● **EXTRAIT DU DOCUMENT**
====
Publié le 2 mars 2015

« L’agriculture est la force motrice pour un Sénégal émergent ». C’est le slogan des autorités sénégalaises lors de la journée de communication dédiée au Sénégal, qui s’est tenue samedi au Salon international de l’agriculture de Paris. La stratégie de mise en œuvre du volet agricole du Pse a été au cœur des échanges entre la diaspora et Pape Abdoulaye Seck, ministre de l’Agriculture et de l’Equipement rural.
Répondant à Ibrahima Camara, membre de la diaspora sénégalaise en France, sur l’accès au foncier, Papa Abdoulaye Seck est revenu sur la position du Sénégal et de l’Afrique sur le plan mondial. « La terre tend de plus en plus à être le pétrole de notre époque », a constaté, dans un premier temps, le ministre de l’Agriculture et de l’Equipement rural.
Ne pas accepter un marché foncier rural
« Aujourd’hui, dans le secteur agricole, si l’avenir du monde se trouve en Afrique, c’est que notre continent est un vaste champ en chantier. Le Sénégal est dans une dynamique qui veut que non seulement nous devons nous nourrir (autosuffisance) en riz, mais notre pays a l’ambition d’en exporter plus tard. La terre et l’eau se raréfient dans un continent comme l’Asie. A titre illustratif, un pays comme la Chine a perdu en 10 ans des millions et des millions d’hectares », a dit le ministre.
« C’est à nous de nourrir le monde et non l’inverse. Nous ne devons pas accepter un marché foncier rural car la terre pourrait être achetée par d’autres et les Sénégalais se replieraient dans les grandes villes. Un pays qui n’a pas une base productive ne peut pas être indépendant. C’est pourquoi nous disons qu’il ne faut pas confondre la sécurisation de l’investissement privé du transfert définitif de propriété. La terre peut être sécurisée sans transfert définitif de propriété. Dans notre logique, nous pensons qu’un investisseur qui veut s’installer au Sénégal doit discuter avec les collectivités sur la base d’un cahier des charges axé sur un partenariat gagnant. Cela veut dire que l’investisseur va disposer d’un bail dont la durée dépendra du volume de son investissement et que l’investisseur va contribuer à l’amélioration de la vie rurale à travers une piste de production qui traverse le village, des chainons d’irrigation, un transfert de technologie… ».
D’après M. Seck, « l’investissement privé ne peut prospérer sans qu’il y ait des interactions et des interfaces entre secteur privé et exploitations familiales ». C’est dans cette logique que le gouvernement du Sénégal a mis en place une commission réfléchissant sur la réglementation de la question foncière que préside le professeur Sourang. « La diaspora peut donc investir et avoir une sécurisation de l’investissement », a tenté de rassurer le ministre.
Les pistes de production
Sur ce thème, M. Seck a évoqué des « pertes post récoltes pouvant aller de 20 à 100 % en fonction de l’enclavement des zones. Les coups de commercialisation augmentent à cause du déficit d’infrastructures. Le gouvernement du Sénégal en a conscience et tout un programme sur les pistes de production est en cours. Rien que cette année, le Sénégal a pu réhabiliter et entretenir plus de 150.000 km de pistes de production. C’est une priorité du gouvernement du Sénégal ».
====
● **VOTRE TÂCHE**
Dites si chacune des affirmations suivantes concorde avec l’extrait sur l’agriculture au Sénégal, en répondant par oui ou non et en citant mot pour mot le passage décisif.
(a) Le ministre affirme que la terre peut être sécurisée sans transfert définitif de propriété.
(b) Selon le ministre, le Sénégal vise uniquement l’autosuffisance en riz, sans projet d’exportation.
(c) La commission sur la réglementation foncière est présidée par Ibrahima Camara.
La liste qui suit constitue un matériau distinct de l’extrait.

● **DONNÉES PRÉSENTÉES**
====
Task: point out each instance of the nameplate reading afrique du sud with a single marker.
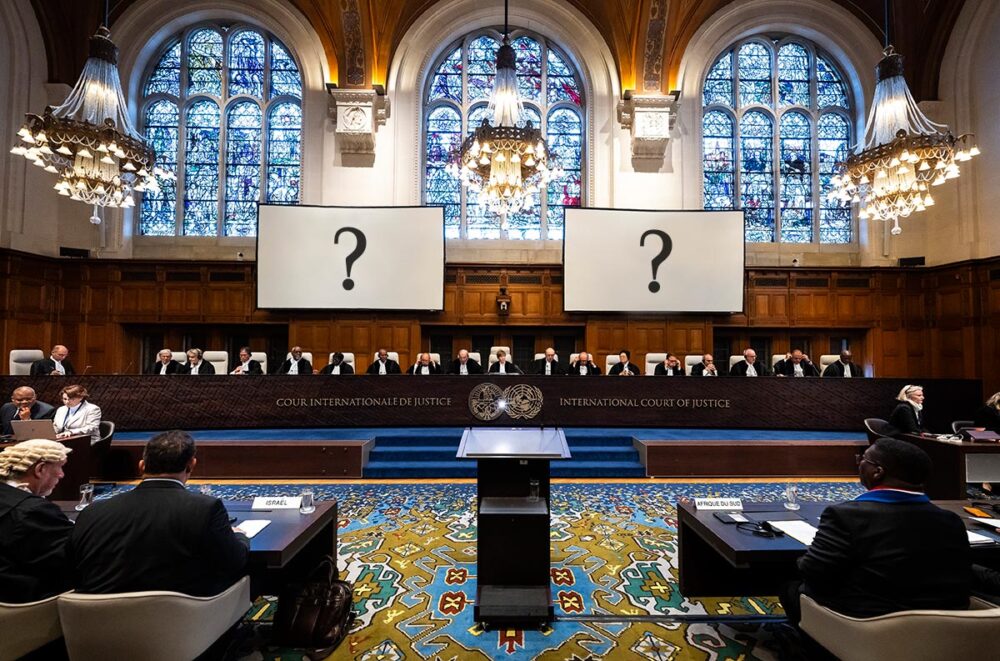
(276, 503)
(724, 504)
====
● **SOLUTION COMPLÈTE**
(a) Oui : « La terre peut être sécurisée sans transfert définitif de propriété. »
(b) Non : « notre pays a l’ambition d’en exporter plus tard »
(c) Non : « une commission réfléchissant sur la réglementation de la question foncière que préside le professeur Sourang »